Text extract
In this paper, building upon a pipeline for geospatial data integration proposed in a previous study, we aim to discuss the introduction of a new module that leverages the link prediction technique. We assume that this new module can serve as a support for the existing data integration components within the current pipeline. Furthermore, the link prediction module itself can benefit from the knowledge graph generated through the pipeline. As this is a discussion paper, the issues addressed herein are primarily introductory. However, to make the discussion more concrete, in addition to presenting the extended version of the integration pipeline incorporating the link prediction module, we also describe several tests conducted on an existing dataset, reusing established strategies for applying link prediction in the context of geospatial data.

[Records from a data collection]
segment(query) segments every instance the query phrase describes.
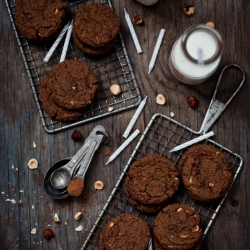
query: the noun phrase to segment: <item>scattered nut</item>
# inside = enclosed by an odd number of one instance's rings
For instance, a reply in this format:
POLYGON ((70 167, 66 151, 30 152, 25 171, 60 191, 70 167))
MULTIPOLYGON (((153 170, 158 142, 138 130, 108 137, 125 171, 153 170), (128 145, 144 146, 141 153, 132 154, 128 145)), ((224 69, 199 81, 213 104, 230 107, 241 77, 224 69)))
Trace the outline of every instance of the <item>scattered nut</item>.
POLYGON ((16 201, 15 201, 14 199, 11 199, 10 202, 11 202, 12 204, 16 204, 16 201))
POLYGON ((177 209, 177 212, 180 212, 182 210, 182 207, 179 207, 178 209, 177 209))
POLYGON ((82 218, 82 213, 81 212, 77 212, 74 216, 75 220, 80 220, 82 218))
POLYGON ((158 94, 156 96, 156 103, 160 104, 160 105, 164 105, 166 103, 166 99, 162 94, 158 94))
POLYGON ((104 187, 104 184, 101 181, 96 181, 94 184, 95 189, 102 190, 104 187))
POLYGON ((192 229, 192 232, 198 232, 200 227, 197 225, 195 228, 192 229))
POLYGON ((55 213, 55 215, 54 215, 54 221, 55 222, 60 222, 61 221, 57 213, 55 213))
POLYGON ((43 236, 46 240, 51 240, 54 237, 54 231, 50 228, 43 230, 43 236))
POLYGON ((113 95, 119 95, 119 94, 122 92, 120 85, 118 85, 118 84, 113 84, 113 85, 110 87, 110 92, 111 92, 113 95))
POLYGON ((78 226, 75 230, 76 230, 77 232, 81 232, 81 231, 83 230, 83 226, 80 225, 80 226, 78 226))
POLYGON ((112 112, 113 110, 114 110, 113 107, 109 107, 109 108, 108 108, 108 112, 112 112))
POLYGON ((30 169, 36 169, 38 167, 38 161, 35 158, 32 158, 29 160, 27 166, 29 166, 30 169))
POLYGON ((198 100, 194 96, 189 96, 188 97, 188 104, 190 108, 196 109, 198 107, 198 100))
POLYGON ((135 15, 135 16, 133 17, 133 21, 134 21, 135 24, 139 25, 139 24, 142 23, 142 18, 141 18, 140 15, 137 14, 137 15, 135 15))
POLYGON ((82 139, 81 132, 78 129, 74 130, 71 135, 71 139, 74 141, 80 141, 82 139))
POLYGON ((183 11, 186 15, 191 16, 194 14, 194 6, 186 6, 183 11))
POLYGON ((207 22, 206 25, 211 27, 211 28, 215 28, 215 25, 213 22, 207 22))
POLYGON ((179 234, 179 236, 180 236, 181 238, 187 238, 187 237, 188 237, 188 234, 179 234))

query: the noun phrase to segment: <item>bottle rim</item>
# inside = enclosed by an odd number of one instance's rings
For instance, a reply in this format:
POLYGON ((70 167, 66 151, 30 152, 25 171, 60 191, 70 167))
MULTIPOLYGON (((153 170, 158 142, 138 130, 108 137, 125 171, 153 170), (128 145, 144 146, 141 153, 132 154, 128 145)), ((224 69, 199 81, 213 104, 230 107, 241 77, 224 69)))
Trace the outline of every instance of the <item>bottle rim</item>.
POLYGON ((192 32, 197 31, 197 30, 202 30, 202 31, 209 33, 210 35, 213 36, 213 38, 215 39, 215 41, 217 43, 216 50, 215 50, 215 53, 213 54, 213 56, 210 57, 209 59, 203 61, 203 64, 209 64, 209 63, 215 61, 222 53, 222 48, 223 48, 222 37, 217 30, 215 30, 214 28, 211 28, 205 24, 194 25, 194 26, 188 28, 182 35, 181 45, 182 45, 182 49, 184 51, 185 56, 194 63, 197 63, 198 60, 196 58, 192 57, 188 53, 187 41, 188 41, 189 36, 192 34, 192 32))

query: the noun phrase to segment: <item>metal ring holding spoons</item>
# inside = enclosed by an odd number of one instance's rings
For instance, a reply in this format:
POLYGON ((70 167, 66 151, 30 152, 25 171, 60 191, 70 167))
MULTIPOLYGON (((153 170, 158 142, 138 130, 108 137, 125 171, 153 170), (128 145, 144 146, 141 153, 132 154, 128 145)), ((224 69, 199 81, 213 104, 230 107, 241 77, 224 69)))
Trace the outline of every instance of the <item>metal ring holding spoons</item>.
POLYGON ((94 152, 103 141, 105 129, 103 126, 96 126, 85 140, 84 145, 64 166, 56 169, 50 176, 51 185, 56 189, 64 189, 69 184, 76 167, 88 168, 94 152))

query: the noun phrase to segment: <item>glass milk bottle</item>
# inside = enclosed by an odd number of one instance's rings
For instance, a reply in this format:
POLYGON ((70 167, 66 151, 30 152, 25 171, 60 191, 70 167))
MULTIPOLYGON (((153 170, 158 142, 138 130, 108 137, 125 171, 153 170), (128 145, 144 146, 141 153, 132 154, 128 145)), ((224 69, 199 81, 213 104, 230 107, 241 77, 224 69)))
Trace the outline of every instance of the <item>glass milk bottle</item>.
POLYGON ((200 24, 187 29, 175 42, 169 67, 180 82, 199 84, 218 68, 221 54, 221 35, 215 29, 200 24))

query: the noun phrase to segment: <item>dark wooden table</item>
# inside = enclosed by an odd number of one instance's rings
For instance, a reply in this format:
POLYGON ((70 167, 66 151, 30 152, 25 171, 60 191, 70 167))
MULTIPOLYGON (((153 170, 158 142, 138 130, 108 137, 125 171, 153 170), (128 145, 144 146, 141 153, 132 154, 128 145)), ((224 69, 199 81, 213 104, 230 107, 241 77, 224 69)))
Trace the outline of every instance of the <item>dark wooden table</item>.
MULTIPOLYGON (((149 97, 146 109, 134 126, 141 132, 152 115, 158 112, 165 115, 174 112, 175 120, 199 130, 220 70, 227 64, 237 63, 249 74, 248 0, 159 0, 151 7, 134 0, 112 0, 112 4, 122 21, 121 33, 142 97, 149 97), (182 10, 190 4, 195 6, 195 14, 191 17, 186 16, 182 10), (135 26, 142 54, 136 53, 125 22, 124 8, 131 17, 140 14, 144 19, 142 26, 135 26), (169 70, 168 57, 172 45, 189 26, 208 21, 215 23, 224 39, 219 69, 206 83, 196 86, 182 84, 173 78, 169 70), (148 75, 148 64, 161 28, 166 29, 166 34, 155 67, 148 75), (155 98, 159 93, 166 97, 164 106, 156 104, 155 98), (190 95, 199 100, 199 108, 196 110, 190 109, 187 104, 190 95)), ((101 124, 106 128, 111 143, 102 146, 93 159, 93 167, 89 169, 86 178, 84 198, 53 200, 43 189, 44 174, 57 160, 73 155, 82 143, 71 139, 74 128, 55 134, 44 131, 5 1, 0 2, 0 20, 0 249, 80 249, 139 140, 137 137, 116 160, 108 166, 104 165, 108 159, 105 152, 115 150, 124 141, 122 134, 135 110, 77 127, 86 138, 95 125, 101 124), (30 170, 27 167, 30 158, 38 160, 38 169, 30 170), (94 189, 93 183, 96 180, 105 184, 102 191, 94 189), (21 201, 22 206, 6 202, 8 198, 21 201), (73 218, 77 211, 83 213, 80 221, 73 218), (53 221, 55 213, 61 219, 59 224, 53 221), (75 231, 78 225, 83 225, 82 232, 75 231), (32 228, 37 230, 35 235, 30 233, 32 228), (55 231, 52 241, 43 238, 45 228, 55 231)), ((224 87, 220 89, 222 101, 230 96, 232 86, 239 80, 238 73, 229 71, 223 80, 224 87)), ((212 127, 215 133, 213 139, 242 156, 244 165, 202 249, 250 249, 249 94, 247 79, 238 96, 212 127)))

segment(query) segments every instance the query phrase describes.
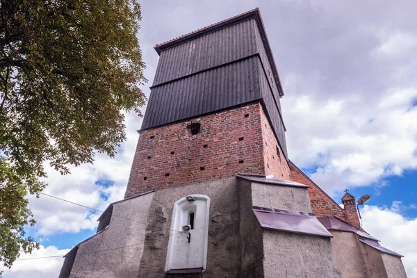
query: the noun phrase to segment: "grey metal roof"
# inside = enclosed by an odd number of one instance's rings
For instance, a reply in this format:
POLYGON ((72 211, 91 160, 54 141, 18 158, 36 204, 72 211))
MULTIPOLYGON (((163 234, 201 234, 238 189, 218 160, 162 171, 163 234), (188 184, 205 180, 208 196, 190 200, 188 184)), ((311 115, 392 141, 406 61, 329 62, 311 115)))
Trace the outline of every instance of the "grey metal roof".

Stated exercise 1
In the geospatial data integration text, what technique does the new module leverage?
Stated exercise 2
Convert the entries into a numbered list, starting at the first line of the entries and ending at the line containing "POLYGON ((82 218, 82", with both lines included. Omit the pictures.

Complete output 1
Link prediction.

Complete output 2
1. segment(query) segments every instance the query phrase describes.
2. query: the noun phrase to segment: <item>scattered nut</item>
3. # inside = enclosed by an odd number of one instance's rings
4. For instance, a reply in this format:
5. POLYGON ((70 167, 66 151, 30 152, 25 171, 60 191, 70 167))
6. MULTIPOLYGON (((153 170, 158 142, 138 130, 108 137, 125 171, 153 170), (128 145, 144 146, 141 153, 132 154, 128 145)), ((224 69, 199 81, 213 104, 230 107, 241 77, 224 69)))
7. Trace the outline of every instance of the <item>scattered nut</item>.
8. POLYGON ((16 201, 15 201, 14 199, 11 199, 10 202, 11 202, 12 204, 16 204, 16 201))
9. POLYGON ((177 209, 177 212, 180 212, 182 210, 182 207, 179 207, 178 209, 177 209))
10. POLYGON ((82 218, 82 213, 81 212, 77 212, 74 216, 75 220, 80 220, 82 218))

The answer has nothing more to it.